Ketama126 place Rome sous le symbole du Lion

In Dossiers by Arthur DuqLeave a Comment

En 2015, la vague trap qui avait inondé la France l’année précédente submerge les Alpes pour éclabousser l’Italie et dans un premier temps, la Lombardie. La botte, longtemps cantonnée au hip-hop des années 1990, bourrée de revendications sociales sur du boom-bap, va se laisser dériver doucement sur les flots plus libres et divertissants qu’offre la 808. C’est donc Milan et le Nord du pays, traditionnellement plus ouvert aux nouvelles tendances que le sud, qui vont être touchés par cette révolution musicale, avec des artistes comme Sfera Ebbasta ou encore Ghali. A Rome, c’est le séisme Dark Polo Gang qui secoue le game italien et noie le conservatisme romain, entraînant un renouveau de la scène locale, totalement décomplexée. Ainsi, dans le sillage des amateurs de Gucci et d’opiacés, surfent Ketama126 et sa famiglia CXXVI, sans doute les plus talentueux de la nouvelle génération romaine. Portrait.

Sur les marches de Tamburino

Sur la rive ouest du Tibre se trouve le rione XIII de Rome appelé Trastevere, littéralement « au delà du Tibre », symbolisé par le lion. Il s’agit d’un des quartiers les plus anciens et authentiques de Rome, à tel point que ses habitants se considèrent comme le cœur de la romanité. Les bâtiments, aux couleurs chaudes, craquelées et fatiguées par le soleil méditerranéen, sont des vestiges de l’histoire architecturale romaine et rendent cet arrondissement unique. Plutôt populaire au début du XXe siècle, Trastevere s’est peu à peu gentrifié pour former un mix parfait entre trasteverini et bobos. Cependant, le rione n’a pas perdu son identité propre et forme un petit village au centre de Rome, au sein duquel les gens se connaissent et s’interpellent de leur fenêtre. La journée, l’endroit est envahi par la masse de touristes qui s’approprient les lieux et s’égarent dans les innombrables ruelles pavées qui forment un véritable labyrinthe. Le soir, il faut rendre à César ce qui est à César. La jeunesse romaine venue de tous les milieux reprend son territoire animé, pour boire, fumer et chiller en paix. C’est ici que la plupart des membres de 126 aka Centovintisei aka CXXVI aka Love Gang aka Guasconi aka GuascoGang ont grandi. Les alias sont nombreux, comme les marches de l’escalier de Tamburino (au nombre de 126, d’où le nom de la troupe), sur lesquelles toute la clique se retrouve pour fumer leurs canne et boire des Peroni, venues tout droit du bangla (en Italie les night shops ne sont pas tenus par des pakistanais mais par des bangladais, malins ces italiens). C’est sur ces mêmes marches qu’ils ont commencé à rapper pour passer le temps il y a quelques années déjà. A cette époque il y avait Ketama, Pretty Solero, Franco, Asp et Gordo (Emphashishi, Carl Brave, Nino Brown, Drone et Ugo Borghetti rejoignent la clan ensuite). L’endroit était idéal car il faisait la jonction entre la rue Glorioso et la rue Dandolo, entre Trastevere et Monteverde, entre les autres et Ketama.
____________
▶ Travail demandé
Traduisez en anglais cette phrase de l'extrait sur Ketama126 : « Il s’agit d’un des quartiers les plus anciens et authentiques de Rome, à tel point que ses habitants se considèrent comme le cœur de la romanité. »

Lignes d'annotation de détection
____________
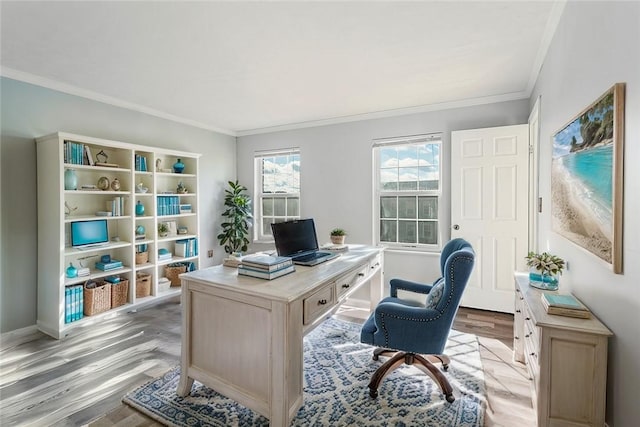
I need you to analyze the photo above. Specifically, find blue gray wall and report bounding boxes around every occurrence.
[0,78,236,332]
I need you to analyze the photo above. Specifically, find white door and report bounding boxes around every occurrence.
[451,124,529,313]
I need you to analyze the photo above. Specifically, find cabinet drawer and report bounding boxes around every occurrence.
[302,282,336,325]
[336,264,370,300]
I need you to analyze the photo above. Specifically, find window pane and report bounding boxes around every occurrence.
[380,220,398,242]
[418,221,438,245]
[418,196,438,219]
[273,197,286,216]
[380,197,398,218]
[398,197,417,219]
[287,197,300,217]
[262,197,273,216]
[398,221,418,243]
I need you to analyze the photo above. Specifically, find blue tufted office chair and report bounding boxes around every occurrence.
[360,239,475,402]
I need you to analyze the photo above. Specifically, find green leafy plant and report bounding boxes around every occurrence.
[218,180,253,254]
[525,252,565,275]
[331,228,347,236]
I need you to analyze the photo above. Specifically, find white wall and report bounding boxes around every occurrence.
[530,2,640,427]
[238,100,529,293]
[0,78,236,332]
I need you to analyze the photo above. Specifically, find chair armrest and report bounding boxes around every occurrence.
[389,279,433,298]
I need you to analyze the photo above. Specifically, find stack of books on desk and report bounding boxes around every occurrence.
[238,255,296,280]
[542,292,591,319]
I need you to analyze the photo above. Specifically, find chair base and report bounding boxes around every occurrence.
[369,348,456,403]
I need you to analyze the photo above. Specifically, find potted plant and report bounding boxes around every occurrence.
[158,222,169,237]
[525,252,565,291]
[218,180,253,256]
[330,228,347,245]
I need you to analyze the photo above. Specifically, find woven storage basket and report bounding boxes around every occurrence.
[136,273,151,298]
[84,281,111,316]
[136,252,149,264]
[164,265,187,286]
[111,279,129,308]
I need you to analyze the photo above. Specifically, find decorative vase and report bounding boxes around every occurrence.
[111,178,120,191]
[136,200,144,216]
[64,169,78,190]
[529,268,559,291]
[67,262,78,278]
[173,159,184,173]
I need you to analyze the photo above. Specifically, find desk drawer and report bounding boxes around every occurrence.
[336,264,370,300]
[302,282,336,325]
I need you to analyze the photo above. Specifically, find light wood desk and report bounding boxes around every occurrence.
[177,245,384,427]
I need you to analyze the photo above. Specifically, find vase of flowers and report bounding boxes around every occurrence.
[525,252,565,291]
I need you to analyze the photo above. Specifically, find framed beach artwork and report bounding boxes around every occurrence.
[551,83,625,274]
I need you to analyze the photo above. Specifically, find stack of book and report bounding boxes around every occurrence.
[238,255,296,280]
[542,292,591,319]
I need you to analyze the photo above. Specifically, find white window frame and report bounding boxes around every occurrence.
[253,148,301,243]
[372,132,442,252]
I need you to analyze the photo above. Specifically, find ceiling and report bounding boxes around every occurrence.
[0,1,564,135]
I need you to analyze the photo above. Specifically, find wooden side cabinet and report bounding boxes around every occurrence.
[513,273,613,427]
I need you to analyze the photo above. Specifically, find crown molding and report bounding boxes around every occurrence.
[0,67,237,136]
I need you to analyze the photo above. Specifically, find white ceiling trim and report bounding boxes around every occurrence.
[236,92,531,136]
[0,67,237,136]
[526,0,567,96]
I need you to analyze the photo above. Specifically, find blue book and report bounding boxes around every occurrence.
[64,288,71,323]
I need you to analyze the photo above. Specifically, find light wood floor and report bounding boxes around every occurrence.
[0,301,535,427]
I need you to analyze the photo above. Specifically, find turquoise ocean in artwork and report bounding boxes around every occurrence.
[561,144,613,211]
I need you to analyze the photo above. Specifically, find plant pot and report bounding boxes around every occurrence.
[331,236,345,245]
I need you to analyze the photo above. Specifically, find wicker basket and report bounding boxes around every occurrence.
[136,251,149,265]
[164,265,187,286]
[111,279,129,308]
[84,280,111,316]
[136,273,151,298]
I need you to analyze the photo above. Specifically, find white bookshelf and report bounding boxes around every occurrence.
[36,132,202,339]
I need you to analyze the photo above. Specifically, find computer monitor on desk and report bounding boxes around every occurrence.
[271,218,339,265]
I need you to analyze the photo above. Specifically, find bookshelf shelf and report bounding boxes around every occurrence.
[36,132,200,339]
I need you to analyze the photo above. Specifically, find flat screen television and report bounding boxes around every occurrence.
[271,218,318,257]
[71,219,109,248]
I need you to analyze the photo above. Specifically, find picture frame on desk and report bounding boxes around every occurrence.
[163,221,178,236]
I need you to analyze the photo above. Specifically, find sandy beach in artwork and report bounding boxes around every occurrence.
[551,160,612,263]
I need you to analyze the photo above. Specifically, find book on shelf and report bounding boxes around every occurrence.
[320,243,349,252]
[541,292,591,319]
[241,254,293,272]
[238,264,296,280]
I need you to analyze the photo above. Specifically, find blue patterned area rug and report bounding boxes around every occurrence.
[123,318,486,427]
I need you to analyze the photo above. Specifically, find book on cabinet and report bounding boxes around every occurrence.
[36,132,200,338]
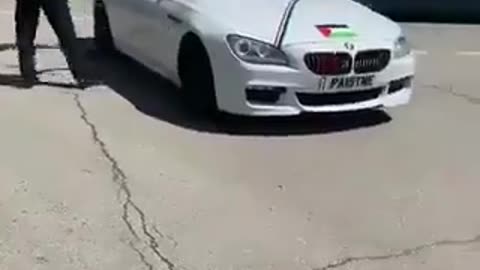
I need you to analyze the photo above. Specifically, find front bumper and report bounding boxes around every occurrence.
[214,41,415,116]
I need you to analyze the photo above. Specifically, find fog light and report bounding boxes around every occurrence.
[388,77,412,94]
[245,86,287,104]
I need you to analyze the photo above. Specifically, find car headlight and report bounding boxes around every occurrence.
[393,36,411,58]
[227,35,288,65]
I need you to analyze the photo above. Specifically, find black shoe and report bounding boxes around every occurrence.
[18,52,38,88]
[20,74,38,88]
[76,79,101,90]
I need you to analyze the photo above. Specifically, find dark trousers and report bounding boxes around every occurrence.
[15,0,83,79]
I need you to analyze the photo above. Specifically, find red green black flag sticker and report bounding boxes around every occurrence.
[315,24,357,38]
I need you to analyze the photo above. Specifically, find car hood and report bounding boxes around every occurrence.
[195,0,400,45]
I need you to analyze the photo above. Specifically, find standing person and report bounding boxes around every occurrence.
[15,0,92,88]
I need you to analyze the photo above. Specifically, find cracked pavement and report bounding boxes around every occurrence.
[0,4,480,270]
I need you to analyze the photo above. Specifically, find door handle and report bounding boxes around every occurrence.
____________
▶ Corrigé
It is one of the oldest and most authentic neighborhoods in Rome, so much so that its residents consider themselves the heart of Roman identity.